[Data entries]
BEGIN

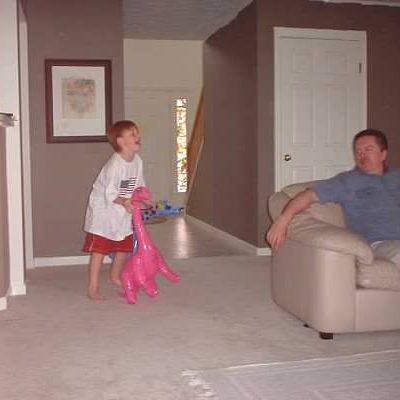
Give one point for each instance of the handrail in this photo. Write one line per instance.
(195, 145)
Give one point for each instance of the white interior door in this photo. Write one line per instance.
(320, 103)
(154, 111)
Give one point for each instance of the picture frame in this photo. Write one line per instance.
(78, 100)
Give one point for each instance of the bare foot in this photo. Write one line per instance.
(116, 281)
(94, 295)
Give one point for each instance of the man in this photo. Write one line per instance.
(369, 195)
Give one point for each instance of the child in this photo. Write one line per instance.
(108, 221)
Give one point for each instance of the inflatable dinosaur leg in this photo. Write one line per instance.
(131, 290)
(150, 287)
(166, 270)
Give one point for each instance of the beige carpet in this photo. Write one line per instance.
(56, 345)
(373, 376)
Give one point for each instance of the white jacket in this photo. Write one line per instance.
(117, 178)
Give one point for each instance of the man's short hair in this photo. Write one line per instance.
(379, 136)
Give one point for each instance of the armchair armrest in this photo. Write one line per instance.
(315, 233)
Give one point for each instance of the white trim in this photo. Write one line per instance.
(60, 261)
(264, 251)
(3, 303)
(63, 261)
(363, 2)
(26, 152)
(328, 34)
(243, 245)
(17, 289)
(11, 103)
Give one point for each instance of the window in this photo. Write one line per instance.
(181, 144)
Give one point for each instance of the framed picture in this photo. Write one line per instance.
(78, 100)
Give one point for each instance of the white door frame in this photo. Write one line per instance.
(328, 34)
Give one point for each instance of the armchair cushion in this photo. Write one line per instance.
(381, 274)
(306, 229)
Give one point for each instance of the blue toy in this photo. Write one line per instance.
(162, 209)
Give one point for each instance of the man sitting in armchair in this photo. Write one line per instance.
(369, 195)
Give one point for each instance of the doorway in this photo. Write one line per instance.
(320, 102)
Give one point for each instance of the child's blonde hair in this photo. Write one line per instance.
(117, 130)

END
BEGIN

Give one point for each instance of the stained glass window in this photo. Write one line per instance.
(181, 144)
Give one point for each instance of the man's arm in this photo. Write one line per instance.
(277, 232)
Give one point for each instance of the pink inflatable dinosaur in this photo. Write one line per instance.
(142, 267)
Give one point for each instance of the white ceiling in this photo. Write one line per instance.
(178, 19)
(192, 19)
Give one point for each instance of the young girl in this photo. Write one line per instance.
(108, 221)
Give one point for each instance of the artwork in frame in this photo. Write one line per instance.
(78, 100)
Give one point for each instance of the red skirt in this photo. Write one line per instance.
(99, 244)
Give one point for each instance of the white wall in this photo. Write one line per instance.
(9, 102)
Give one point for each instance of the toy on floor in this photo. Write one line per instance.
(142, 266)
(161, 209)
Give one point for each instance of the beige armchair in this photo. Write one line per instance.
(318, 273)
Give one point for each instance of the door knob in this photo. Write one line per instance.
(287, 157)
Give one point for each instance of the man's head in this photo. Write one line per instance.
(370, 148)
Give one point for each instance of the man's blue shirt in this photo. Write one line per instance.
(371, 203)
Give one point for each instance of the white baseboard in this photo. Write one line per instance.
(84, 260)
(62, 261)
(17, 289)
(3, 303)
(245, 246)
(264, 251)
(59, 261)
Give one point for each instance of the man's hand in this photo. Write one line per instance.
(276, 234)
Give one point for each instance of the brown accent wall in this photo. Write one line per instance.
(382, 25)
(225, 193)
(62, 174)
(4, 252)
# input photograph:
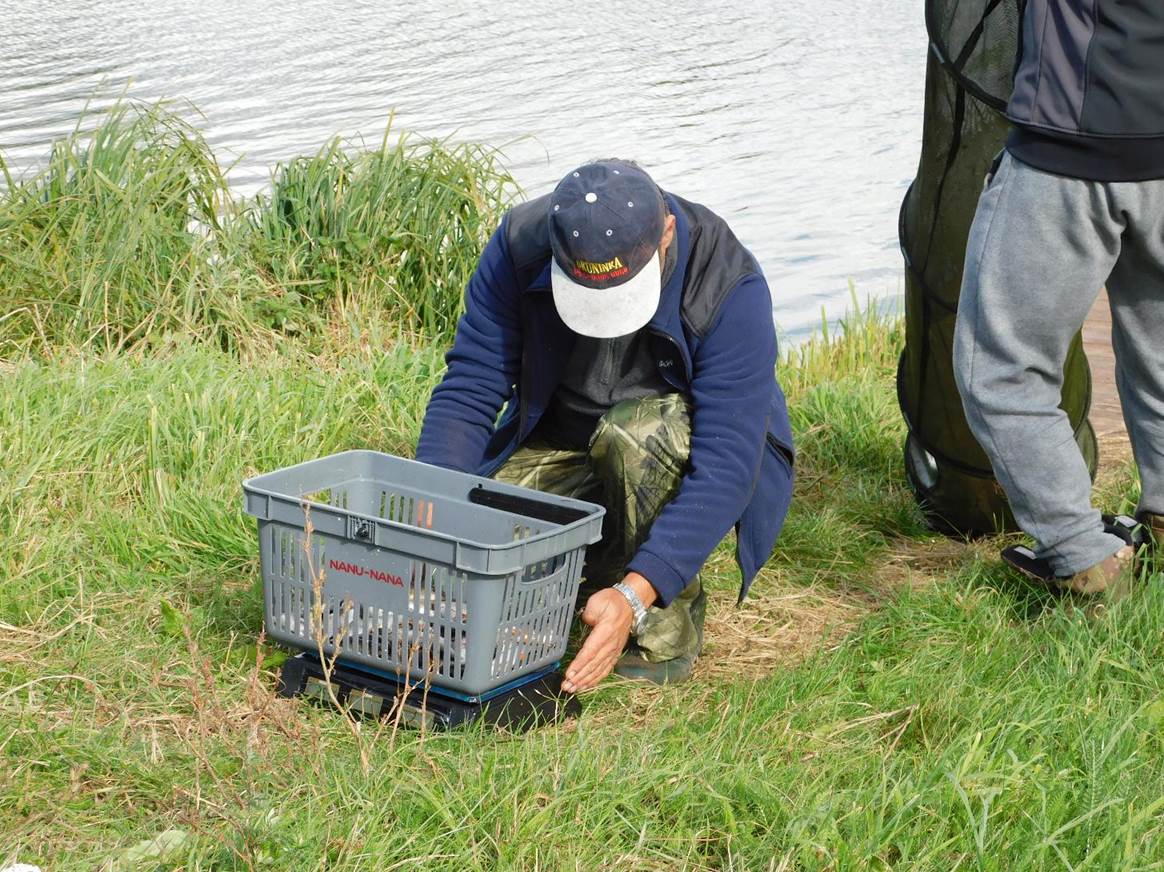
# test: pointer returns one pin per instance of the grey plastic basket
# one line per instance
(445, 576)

END

▶ **Task description**
A word-for-word reproduction is needed of the lines above from the line containing "Give one point for each instance of the white baseboard" through the line containing "# test: pointer", with both ends kept and no pictures.

▶ **Reply to the task**
Give one point for each instance of the white baseboard in this photo. Write one line per instance.
(84, 260)
(62, 261)
(17, 289)
(3, 303)
(245, 246)
(264, 251)
(59, 261)
Give one point for each instance of the man's hand in this photo. Write one line per instance.
(276, 234)
Give one point for each instance of the brown accent wall in this photo. Write one line per instance.
(382, 25)
(225, 193)
(62, 174)
(4, 252)
# input photograph:
# test: pointer returns one pin per instance of the grey plastic basket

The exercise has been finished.